**Data**
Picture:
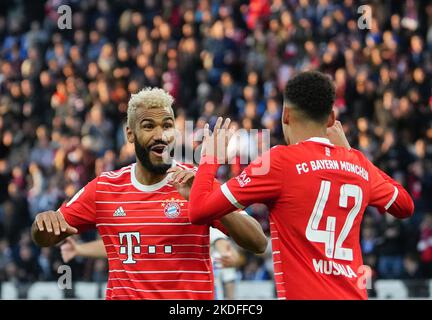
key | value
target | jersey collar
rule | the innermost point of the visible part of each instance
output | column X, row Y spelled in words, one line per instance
column 320, row 140
column 150, row 187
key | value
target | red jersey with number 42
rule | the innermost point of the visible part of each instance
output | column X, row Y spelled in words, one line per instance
column 154, row 252
column 317, row 194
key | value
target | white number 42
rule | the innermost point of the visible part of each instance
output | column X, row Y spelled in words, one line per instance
column 327, row 236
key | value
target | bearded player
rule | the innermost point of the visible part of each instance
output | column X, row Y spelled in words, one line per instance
column 316, row 192
column 141, row 214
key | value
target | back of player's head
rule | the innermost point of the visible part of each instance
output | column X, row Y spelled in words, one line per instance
column 311, row 93
column 148, row 98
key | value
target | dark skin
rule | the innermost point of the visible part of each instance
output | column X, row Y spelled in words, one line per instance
column 153, row 129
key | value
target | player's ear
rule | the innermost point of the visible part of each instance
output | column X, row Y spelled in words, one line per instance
column 285, row 115
column 331, row 119
column 129, row 135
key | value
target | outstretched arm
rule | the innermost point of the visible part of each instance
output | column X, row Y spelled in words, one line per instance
column 245, row 231
column 49, row 228
column 93, row 249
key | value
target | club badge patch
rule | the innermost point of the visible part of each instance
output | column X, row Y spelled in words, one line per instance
column 172, row 209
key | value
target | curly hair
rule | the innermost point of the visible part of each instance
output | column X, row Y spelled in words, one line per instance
column 312, row 93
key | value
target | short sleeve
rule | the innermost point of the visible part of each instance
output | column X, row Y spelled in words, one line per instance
column 80, row 211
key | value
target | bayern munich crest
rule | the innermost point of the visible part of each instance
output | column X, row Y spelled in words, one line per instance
column 172, row 209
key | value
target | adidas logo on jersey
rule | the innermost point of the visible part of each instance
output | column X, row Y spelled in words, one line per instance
column 119, row 212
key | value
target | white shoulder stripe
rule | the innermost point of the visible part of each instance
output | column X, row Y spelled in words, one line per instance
column 227, row 193
column 393, row 199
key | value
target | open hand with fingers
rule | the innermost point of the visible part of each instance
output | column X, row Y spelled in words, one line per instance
column 50, row 227
column 215, row 145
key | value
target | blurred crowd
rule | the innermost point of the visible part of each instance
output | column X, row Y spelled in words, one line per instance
column 64, row 94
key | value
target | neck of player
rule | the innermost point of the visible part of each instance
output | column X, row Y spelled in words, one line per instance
column 306, row 130
column 146, row 177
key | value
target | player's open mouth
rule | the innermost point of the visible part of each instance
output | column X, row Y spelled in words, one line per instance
column 159, row 150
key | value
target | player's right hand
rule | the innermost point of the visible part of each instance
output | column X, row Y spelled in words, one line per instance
column 215, row 144
column 53, row 222
column 68, row 249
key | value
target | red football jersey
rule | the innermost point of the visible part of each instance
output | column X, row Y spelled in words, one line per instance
column 316, row 193
column 154, row 252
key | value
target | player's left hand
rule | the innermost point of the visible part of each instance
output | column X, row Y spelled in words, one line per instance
column 182, row 179
column 215, row 145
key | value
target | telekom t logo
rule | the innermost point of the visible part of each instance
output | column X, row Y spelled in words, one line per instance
column 129, row 248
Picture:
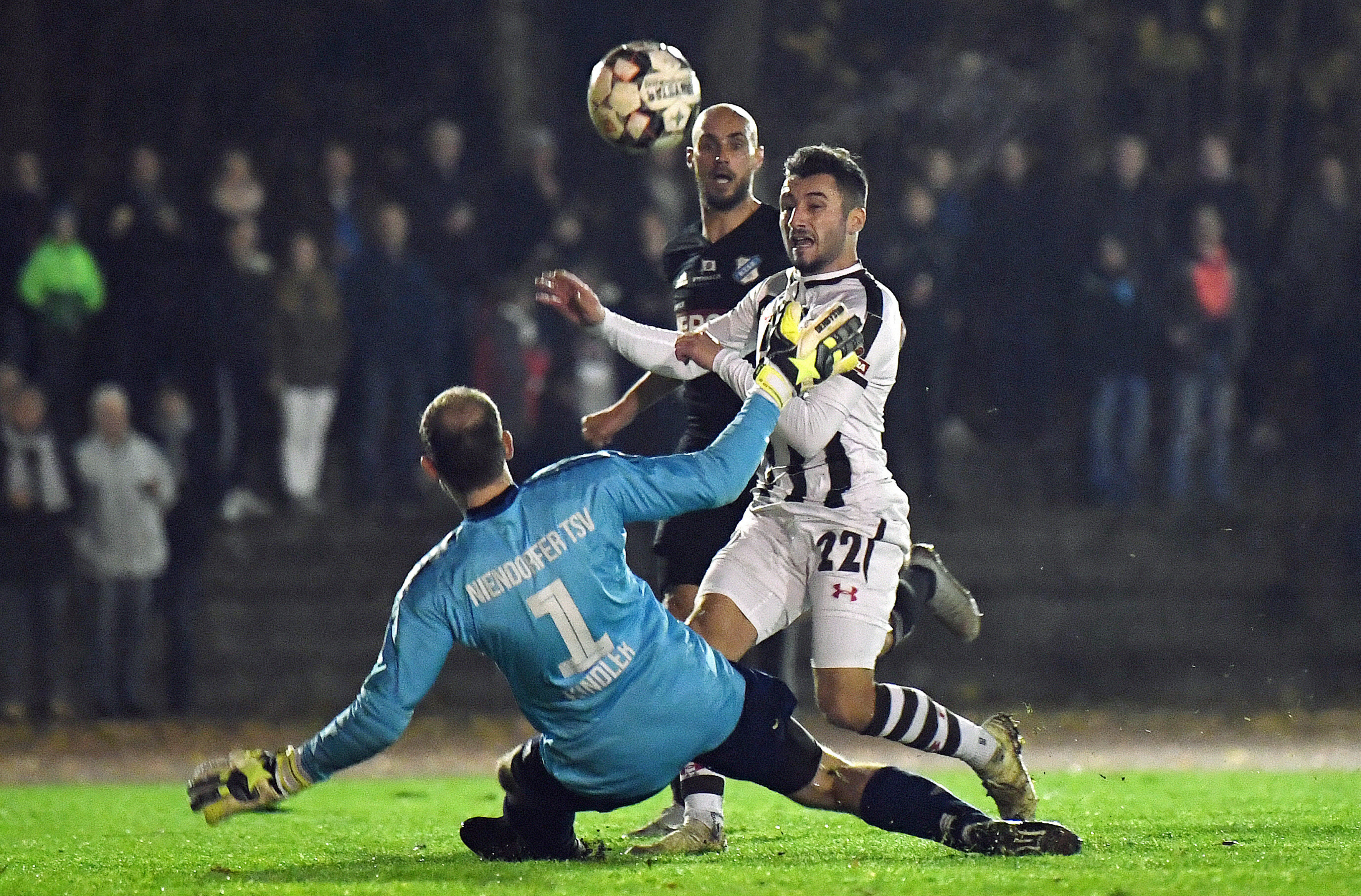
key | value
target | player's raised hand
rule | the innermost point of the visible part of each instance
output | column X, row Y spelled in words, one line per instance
column 798, row 355
column 601, row 428
column 246, row 781
column 571, row 296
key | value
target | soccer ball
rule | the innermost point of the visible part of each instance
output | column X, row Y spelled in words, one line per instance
column 641, row 96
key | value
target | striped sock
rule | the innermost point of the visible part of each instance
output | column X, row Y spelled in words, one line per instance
column 910, row 717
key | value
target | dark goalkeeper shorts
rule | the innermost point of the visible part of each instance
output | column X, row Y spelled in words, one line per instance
column 768, row 747
column 686, row 544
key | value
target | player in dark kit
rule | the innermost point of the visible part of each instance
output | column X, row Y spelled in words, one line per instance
column 711, row 266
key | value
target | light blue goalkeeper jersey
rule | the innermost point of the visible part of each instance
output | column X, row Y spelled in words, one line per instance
column 623, row 692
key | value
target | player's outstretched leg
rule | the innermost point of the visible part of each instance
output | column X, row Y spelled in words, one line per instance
column 993, row 749
column 670, row 819
column 701, row 817
column 537, row 820
column 896, row 800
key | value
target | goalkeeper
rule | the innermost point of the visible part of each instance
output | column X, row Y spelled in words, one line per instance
column 623, row 694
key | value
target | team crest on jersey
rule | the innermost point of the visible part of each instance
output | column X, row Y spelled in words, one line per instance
column 748, row 269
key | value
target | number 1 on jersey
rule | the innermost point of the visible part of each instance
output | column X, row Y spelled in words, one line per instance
column 554, row 601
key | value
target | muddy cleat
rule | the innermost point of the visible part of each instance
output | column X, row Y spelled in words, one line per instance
column 1005, row 777
column 1010, row 838
column 670, row 820
column 692, row 838
column 949, row 601
column 496, row 841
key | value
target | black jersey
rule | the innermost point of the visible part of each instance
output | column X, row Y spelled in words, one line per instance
column 708, row 280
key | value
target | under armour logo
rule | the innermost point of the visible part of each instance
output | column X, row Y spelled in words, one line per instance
column 839, row 591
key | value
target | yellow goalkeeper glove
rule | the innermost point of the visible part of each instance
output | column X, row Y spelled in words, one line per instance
column 799, row 355
column 246, row 781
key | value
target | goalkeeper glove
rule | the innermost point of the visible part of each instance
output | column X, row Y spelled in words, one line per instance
column 246, row 781
column 798, row 355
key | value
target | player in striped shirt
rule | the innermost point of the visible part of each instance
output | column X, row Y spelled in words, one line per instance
column 827, row 531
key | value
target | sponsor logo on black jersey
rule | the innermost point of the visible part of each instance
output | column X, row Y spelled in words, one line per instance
column 748, row 269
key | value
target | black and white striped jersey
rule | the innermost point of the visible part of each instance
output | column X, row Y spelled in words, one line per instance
column 828, row 450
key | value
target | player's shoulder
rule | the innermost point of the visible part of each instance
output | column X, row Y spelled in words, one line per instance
column 571, row 467
column 684, row 247
column 426, row 574
column 775, row 285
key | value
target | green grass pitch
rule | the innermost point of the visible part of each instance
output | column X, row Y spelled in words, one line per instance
column 1145, row 832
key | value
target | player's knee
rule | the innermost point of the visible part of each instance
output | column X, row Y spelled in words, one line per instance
column 723, row 625
column 846, row 705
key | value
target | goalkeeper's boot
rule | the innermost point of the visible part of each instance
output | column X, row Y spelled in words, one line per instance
column 1009, row 838
column 689, row 839
column 1005, row 777
column 670, row 820
column 949, row 601
column 497, row 841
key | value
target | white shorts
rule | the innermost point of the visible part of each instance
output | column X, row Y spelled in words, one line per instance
column 779, row 567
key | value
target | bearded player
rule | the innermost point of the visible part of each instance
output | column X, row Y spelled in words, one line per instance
column 827, row 531
column 711, row 266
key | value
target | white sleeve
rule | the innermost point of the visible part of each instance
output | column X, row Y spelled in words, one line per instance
column 735, row 371
column 650, row 348
column 809, row 421
column 737, row 328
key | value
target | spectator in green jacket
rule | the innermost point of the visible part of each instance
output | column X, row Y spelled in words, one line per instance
column 62, row 289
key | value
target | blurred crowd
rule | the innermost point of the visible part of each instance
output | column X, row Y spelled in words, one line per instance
column 186, row 357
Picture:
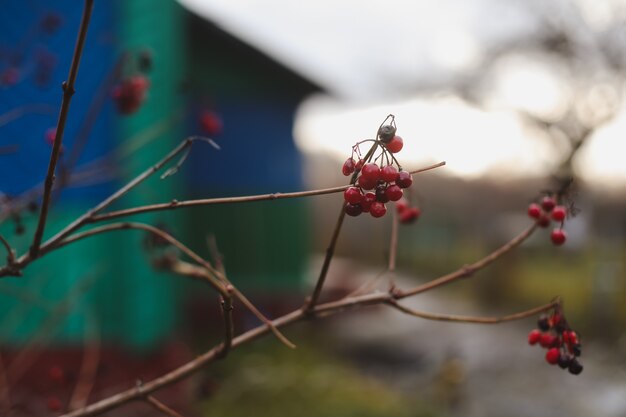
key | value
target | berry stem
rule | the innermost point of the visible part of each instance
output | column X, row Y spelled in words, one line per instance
column 330, row 251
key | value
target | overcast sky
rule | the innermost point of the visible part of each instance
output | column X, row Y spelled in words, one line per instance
column 374, row 57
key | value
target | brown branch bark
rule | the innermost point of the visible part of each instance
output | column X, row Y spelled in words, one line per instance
column 217, row 280
column 469, row 319
column 213, row 354
column 68, row 92
column 173, row 205
column 158, row 405
column 469, row 270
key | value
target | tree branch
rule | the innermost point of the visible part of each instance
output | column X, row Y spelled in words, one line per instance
column 158, row 405
column 468, row 270
column 174, row 204
column 470, row 319
column 68, row 92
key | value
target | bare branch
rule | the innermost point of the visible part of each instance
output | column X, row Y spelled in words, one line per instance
column 10, row 251
column 158, row 405
column 173, row 205
column 210, row 274
column 68, row 92
column 469, row 270
column 469, row 319
column 229, row 329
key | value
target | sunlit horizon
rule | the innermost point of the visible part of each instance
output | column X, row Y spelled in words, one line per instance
column 474, row 142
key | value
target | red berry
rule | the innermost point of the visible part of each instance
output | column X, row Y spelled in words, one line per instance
column 404, row 179
column 543, row 323
column 558, row 236
column 571, row 338
column 402, row 205
column 394, row 193
column 388, row 173
column 348, row 167
column 534, row 336
column 367, row 201
column 547, row 340
column 56, row 373
column 366, row 183
column 353, row 209
column 575, row 367
column 409, row 215
column 564, row 361
column 130, row 94
column 371, row 171
column 548, row 203
column 210, row 123
column 534, row 211
column 543, row 221
column 378, row 209
column 553, row 355
column 353, row 195
column 559, row 213
column 395, row 144
column 54, row 404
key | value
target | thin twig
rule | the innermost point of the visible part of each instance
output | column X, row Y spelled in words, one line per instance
column 219, row 287
column 10, row 252
column 95, row 108
column 68, row 92
column 208, row 272
column 470, row 319
column 229, row 328
column 25, row 259
column 468, row 270
column 5, row 396
column 211, row 355
column 217, row 257
column 393, row 250
column 330, row 251
column 158, row 405
column 28, row 355
column 173, row 205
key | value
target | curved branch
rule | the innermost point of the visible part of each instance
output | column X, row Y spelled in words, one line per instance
column 468, row 270
column 214, row 353
column 68, row 92
column 470, row 319
column 213, row 276
column 174, row 204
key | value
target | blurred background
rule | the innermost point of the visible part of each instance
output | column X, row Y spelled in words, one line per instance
column 517, row 96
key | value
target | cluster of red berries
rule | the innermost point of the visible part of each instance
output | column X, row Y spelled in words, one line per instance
column 131, row 92
column 547, row 211
column 374, row 185
column 554, row 334
column 210, row 122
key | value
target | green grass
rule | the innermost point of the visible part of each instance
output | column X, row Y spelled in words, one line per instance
column 267, row 379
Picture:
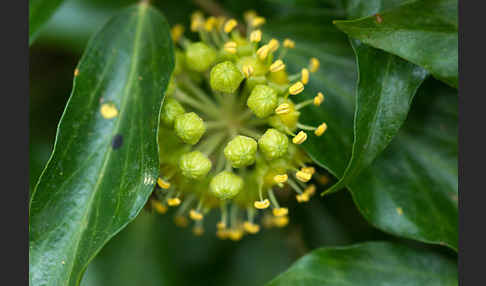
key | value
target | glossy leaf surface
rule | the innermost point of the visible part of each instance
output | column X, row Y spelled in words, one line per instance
column 105, row 159
column 372, row 263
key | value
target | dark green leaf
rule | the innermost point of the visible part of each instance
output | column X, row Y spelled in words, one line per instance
column 102, row 170
column 385, row 91
column 422, row 32
column 372, row 263
column 39, row 12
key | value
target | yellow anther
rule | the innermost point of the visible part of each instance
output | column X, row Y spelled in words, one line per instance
column 257, row 21
column 158, row 206
column 108, row 110
column 281, row 178
column 235, row 234
column 282, row 109
column 176, row 32
column 195, row 215
column 310, row 190
column 247, row 70
column 310, row 170
column 314, row 64
column 211, row 22
column 280, row 212
column 261, row 204
column 198, row 230
column 299, row 138
column 230, row 25
column 302, row 198
column 263, row 51
column 230, row 47
column 181, row 221
column 222, row 234
column 320, row 129
column 288, row 43
column 296, row 88
column 303, row 176
column 251, row 227
column 273, row 44
column 173, row 202
column 278, row 65
column 304, row 76
column 163, row 184
column 256, row 36
column 318, row 99
column 281, row 221
column 249, row 15
column 220, row 225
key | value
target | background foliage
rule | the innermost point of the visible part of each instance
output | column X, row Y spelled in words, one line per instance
column 392, row 145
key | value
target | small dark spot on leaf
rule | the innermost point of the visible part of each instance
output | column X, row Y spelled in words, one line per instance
column 117, row 141
column 379, row 19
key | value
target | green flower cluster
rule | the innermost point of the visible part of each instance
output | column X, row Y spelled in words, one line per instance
column 225, row 126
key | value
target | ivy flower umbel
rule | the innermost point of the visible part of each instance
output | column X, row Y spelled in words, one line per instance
column 230, row 136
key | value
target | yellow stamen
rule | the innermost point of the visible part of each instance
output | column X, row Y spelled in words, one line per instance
column 173, row 202
column 314, row 64
column 281, row 221
column 262, row 52
column 235, row 234
column 320, row 129
column 310, row 170
column 195, row 215
column 310, row 190
column 304, row 76
column 256, row 36
column 247, row 70
column 163, row 184
column 296, row 88
column 198, row 230
column 278, row 65
column 302, row 198
column 303, row 176
column 281, row 178
column 220, row 225
column 249, row 15
column 261, row 204
column 230, row 47
column 257, row 21
column 181, row 221
column 176, row 32
column 158, row 207
column 282, row 109
column 211, row 22
column 230, row 25
column 273, row 44
column 318, row 99
column 280, row 212
column 108, row 110
column 251, row 227
column 299, row 138
column 288, row 43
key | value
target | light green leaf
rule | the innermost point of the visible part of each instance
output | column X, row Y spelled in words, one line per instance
column 372, row 263
column 105, row 163
column 39, row 12
column 423, row 32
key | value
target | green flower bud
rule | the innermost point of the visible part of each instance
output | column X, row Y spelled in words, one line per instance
column 189, row 127
column 225, row 185
column 241, row 151
column 199, row 56
column 262, row 101
column 194, row 165
column 170, row 110
column 225, row 77
column 273, row 144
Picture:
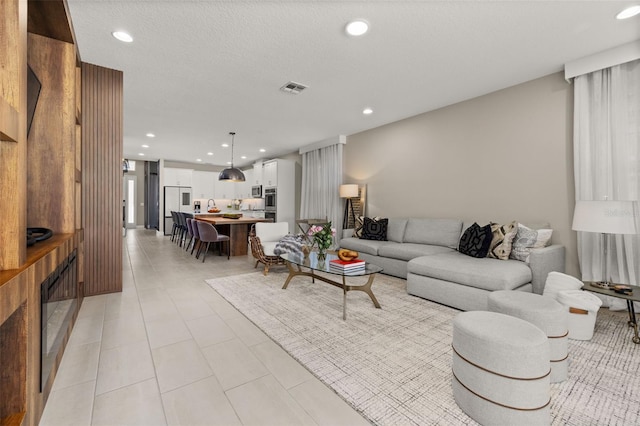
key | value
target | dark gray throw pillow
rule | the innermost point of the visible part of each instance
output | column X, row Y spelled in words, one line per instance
column 475, row 240
column 375, row 229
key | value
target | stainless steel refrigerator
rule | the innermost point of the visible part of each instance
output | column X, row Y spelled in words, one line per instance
column 177, row 199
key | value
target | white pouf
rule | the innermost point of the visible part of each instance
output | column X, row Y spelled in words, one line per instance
column 500, row 369
column 546, row 314
column 583, row 309
column 557, row 282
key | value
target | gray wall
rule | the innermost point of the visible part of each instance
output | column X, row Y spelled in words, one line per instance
column 500, row 157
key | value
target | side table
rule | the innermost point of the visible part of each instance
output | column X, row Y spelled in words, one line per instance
column 634, row 296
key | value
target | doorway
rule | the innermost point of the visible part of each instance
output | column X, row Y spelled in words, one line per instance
column 129, row 191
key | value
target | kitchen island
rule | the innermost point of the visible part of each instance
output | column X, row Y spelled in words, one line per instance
column 236, row 229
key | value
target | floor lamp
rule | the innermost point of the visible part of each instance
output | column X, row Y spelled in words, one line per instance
column 606, row 218
column 348, row 191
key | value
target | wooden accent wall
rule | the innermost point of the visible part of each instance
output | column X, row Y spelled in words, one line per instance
column 51, row 151
column 13, row 133
column 102, row 133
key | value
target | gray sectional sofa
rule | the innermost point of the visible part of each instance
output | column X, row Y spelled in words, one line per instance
column 424, row 251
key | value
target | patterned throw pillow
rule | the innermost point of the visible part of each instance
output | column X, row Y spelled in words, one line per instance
column 523, row 243
column 544, row 238
column 503, row 236
column 375, row 229
column 475, row 240
column 359, row 226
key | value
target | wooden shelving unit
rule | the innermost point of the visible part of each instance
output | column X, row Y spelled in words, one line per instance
column 68, row 167
column 44, row 166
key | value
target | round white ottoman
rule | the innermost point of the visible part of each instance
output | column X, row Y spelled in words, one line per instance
column 500, row 369
column 545, row 313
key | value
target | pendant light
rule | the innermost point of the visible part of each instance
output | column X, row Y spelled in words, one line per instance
column 232, row 174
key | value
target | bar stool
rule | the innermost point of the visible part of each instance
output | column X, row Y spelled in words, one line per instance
column 209, row 234
column 196, row 237
column 174, row 228
column 189, row 233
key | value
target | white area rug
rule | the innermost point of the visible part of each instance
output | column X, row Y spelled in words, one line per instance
column 393, row 364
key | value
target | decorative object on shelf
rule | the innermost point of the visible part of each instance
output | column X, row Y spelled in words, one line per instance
column 322, row 236
column 348, row 191
column 232, row 174
column 606, row 217
column 35, row 235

**Work required**
Go line by line through the records and copy those that contain the word "wall".

**Result below**
target | gray wall
target | wooden accent wall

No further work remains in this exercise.